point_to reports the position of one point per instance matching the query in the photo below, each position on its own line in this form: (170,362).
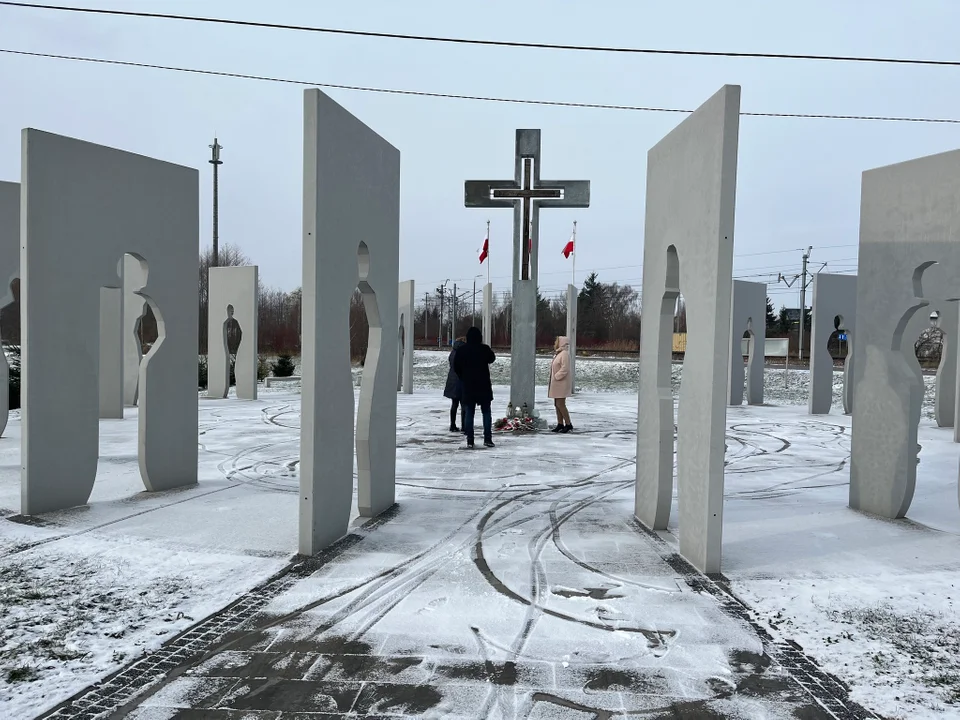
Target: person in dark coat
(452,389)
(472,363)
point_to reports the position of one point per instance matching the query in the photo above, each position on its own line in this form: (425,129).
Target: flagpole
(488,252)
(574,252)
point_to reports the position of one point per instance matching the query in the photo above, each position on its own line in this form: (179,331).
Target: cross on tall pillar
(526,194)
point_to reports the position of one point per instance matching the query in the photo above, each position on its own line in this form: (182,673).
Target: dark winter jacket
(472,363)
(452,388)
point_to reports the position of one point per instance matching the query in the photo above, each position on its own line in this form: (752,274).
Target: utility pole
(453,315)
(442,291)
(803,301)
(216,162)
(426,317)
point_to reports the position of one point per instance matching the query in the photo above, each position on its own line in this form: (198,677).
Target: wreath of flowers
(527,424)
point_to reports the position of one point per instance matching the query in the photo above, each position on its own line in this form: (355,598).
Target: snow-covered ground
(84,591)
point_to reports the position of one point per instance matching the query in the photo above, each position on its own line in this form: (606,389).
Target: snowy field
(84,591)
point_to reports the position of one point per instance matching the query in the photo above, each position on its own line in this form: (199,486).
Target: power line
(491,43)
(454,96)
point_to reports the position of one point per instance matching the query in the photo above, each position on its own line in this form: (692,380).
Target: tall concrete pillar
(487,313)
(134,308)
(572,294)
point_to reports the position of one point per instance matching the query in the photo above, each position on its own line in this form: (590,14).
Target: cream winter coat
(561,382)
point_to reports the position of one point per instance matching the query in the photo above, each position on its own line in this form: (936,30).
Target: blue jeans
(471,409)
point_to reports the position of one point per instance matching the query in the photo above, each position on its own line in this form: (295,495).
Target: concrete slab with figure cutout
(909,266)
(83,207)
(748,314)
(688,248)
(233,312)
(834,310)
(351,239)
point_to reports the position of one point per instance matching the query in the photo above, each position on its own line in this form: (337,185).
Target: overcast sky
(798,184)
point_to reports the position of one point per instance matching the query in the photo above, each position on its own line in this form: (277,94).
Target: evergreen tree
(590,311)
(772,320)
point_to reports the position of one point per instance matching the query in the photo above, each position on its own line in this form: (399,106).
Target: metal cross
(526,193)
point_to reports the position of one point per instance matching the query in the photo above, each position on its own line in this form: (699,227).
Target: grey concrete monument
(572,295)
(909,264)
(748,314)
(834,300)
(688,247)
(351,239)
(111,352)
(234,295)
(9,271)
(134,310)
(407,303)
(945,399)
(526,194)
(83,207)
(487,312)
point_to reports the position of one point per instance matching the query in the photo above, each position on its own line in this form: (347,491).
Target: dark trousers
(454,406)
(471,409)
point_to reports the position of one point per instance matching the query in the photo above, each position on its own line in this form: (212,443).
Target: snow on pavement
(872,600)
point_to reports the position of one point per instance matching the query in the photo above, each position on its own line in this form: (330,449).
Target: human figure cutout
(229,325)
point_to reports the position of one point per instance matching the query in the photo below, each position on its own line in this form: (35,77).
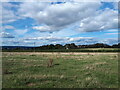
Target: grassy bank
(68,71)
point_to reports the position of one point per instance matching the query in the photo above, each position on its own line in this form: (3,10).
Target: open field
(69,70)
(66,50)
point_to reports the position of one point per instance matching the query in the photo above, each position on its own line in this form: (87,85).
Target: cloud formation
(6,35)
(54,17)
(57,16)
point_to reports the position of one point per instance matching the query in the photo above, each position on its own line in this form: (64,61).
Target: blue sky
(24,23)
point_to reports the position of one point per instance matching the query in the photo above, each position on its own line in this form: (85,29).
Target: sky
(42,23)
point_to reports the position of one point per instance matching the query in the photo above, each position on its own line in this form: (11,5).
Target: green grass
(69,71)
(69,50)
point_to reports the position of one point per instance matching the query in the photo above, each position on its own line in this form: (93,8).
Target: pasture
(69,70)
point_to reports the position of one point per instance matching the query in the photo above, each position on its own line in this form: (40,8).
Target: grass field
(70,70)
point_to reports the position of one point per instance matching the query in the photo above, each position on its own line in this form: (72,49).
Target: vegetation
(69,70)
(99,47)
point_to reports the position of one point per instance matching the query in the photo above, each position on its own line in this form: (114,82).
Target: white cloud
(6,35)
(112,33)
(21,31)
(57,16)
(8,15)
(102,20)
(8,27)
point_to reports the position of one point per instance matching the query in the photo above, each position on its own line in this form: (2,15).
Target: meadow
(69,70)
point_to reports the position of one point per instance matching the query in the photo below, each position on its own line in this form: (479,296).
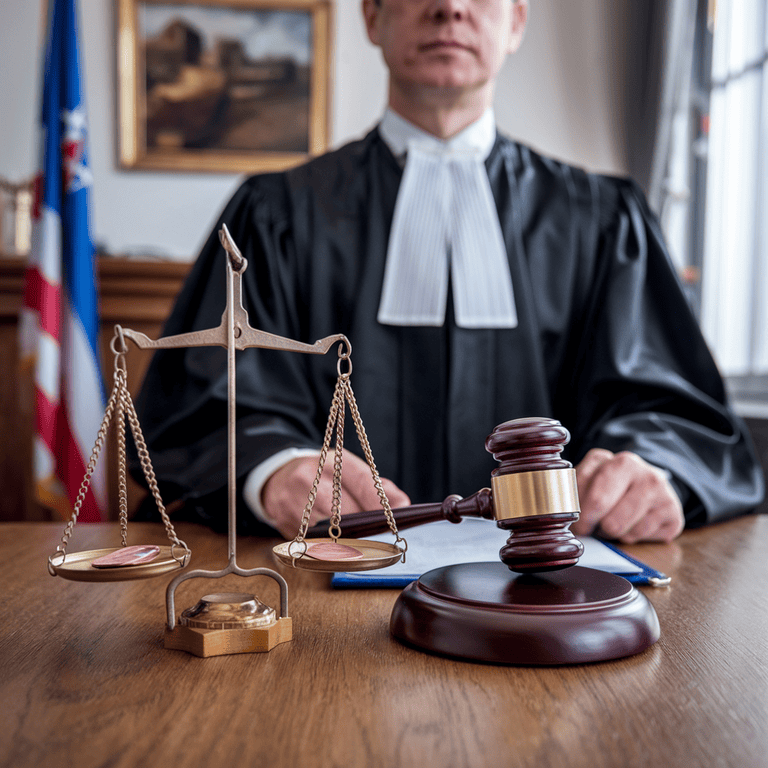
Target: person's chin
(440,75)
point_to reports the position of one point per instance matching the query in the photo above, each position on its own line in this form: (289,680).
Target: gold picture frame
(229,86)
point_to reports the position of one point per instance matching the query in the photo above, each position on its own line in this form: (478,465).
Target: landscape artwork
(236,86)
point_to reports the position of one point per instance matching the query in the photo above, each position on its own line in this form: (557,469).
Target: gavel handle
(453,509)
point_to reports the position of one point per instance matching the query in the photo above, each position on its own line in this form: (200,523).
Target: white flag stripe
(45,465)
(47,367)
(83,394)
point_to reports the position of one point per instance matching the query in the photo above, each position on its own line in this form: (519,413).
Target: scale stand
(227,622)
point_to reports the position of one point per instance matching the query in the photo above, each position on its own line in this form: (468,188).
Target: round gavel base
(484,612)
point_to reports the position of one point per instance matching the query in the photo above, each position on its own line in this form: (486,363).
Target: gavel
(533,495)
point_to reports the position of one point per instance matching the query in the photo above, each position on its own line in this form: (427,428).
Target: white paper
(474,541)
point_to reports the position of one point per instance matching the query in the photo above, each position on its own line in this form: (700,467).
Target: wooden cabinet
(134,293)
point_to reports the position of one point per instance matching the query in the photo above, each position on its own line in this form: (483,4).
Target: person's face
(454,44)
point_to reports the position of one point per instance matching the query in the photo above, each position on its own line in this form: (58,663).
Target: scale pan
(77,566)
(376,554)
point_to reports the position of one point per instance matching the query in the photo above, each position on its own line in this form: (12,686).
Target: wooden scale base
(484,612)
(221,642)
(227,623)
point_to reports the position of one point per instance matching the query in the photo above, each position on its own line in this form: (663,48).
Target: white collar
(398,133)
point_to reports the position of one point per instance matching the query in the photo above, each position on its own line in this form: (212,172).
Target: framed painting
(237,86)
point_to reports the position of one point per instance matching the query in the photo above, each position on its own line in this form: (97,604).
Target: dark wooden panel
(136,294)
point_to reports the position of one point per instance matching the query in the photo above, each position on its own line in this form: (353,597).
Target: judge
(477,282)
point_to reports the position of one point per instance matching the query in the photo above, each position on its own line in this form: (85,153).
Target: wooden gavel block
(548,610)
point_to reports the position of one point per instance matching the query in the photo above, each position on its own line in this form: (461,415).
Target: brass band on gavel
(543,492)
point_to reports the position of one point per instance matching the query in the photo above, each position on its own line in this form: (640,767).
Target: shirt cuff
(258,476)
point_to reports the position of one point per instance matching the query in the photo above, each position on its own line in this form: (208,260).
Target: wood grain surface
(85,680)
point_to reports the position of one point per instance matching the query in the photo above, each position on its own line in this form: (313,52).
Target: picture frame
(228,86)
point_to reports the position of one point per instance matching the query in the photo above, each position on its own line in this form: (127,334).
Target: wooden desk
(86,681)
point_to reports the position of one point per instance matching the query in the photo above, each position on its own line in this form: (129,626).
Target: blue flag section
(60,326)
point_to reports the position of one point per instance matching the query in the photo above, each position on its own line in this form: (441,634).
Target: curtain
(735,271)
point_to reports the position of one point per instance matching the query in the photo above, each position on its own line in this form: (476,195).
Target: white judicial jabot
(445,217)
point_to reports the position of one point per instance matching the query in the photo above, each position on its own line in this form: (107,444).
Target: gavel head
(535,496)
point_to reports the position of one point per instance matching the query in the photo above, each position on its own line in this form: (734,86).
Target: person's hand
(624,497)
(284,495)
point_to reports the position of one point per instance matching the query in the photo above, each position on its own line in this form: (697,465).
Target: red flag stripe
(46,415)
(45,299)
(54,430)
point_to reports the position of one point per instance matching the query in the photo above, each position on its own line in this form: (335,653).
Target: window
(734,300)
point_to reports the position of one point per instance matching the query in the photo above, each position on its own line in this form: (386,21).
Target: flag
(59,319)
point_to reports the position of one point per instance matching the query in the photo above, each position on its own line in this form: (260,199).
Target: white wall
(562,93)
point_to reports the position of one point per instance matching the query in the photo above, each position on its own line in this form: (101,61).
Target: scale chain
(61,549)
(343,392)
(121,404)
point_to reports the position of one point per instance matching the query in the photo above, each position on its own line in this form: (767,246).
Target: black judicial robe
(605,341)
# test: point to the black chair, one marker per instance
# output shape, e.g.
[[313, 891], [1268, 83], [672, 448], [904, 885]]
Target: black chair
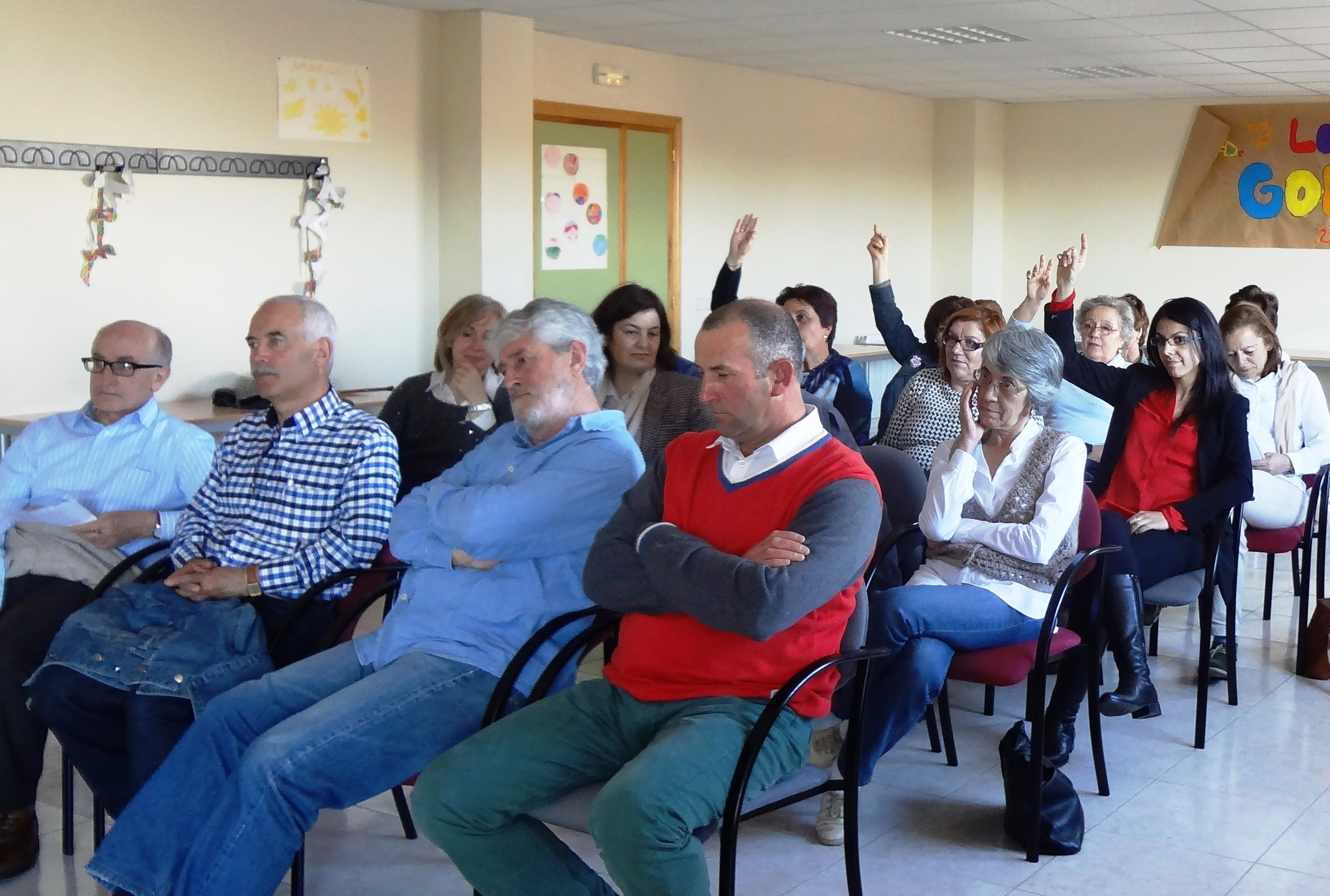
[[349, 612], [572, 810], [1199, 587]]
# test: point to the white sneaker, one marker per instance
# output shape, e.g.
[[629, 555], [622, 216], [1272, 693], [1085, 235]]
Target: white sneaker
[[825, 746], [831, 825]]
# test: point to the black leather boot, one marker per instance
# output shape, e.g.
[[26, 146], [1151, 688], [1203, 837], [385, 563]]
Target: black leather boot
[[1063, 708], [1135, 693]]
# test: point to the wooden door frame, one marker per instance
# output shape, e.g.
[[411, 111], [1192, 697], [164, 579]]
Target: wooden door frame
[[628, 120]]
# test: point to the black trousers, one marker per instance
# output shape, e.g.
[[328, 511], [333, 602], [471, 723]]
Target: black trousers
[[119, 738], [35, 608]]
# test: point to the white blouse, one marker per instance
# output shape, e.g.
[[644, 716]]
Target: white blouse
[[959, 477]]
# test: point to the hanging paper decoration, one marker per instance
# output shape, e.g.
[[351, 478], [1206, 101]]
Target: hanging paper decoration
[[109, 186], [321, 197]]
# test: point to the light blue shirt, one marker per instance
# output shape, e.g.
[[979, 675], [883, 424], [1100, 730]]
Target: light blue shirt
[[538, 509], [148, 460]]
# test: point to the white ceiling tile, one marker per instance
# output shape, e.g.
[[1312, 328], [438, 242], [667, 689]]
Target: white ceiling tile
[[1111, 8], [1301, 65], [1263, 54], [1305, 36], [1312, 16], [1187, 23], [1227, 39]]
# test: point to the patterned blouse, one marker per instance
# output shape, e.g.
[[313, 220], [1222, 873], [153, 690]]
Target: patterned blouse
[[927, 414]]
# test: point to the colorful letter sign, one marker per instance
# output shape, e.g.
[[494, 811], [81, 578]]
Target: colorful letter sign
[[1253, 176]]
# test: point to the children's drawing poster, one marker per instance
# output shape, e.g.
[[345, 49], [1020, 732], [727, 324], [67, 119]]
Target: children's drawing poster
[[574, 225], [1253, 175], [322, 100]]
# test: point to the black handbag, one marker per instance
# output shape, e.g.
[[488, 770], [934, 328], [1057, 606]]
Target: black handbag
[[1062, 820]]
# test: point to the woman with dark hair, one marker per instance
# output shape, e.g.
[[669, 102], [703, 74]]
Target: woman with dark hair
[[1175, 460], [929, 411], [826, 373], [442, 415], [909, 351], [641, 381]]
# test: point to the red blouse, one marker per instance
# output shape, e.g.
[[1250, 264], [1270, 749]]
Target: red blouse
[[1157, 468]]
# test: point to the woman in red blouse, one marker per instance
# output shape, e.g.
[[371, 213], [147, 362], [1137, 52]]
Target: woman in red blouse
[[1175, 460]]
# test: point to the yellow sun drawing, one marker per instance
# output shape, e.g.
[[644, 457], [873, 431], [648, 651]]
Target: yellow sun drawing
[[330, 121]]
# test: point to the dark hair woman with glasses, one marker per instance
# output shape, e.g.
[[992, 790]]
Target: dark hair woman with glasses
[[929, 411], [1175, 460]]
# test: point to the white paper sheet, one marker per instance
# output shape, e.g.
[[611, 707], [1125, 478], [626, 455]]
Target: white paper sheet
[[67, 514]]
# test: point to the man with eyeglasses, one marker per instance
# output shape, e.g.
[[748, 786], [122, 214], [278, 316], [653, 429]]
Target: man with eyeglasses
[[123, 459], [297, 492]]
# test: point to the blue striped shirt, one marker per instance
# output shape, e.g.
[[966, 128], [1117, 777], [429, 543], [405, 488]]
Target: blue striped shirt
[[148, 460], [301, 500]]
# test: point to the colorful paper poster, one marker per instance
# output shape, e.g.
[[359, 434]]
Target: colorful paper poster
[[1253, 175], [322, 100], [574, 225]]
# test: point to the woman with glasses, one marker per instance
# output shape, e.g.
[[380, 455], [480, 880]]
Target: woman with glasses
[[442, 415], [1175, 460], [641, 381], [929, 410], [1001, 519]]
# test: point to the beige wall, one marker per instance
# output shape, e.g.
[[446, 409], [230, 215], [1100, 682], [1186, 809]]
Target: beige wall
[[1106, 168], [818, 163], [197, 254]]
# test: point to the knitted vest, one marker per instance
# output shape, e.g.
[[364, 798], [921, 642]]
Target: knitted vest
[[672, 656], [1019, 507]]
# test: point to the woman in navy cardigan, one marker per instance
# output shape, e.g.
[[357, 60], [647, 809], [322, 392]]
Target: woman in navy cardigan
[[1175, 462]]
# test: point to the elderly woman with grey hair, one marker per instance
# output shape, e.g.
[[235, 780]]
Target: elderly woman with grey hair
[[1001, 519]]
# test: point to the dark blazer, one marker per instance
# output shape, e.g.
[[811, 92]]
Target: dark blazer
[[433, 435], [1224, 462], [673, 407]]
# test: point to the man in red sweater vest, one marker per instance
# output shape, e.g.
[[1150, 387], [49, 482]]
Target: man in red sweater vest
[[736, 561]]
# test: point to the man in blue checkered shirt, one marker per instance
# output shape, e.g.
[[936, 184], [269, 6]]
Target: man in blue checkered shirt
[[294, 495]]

^^^^^^^^^^^^^^^^

- WORK TO BE COMPLETED
All lines above holding the word "below" make up the answer; copy each one.

- SOLUTION TO THIS TASK
point_to reports the position of one point per instance matching the query in the photo below, each position on its own line in this form: (170,362).
point_to reports the position of one point per instance matching the query in the photo below, each position on its own line in this form: (35,77).
point_to reports the position of one point per instance matching the query in the photo below, each position on its own line in this form: (479,296).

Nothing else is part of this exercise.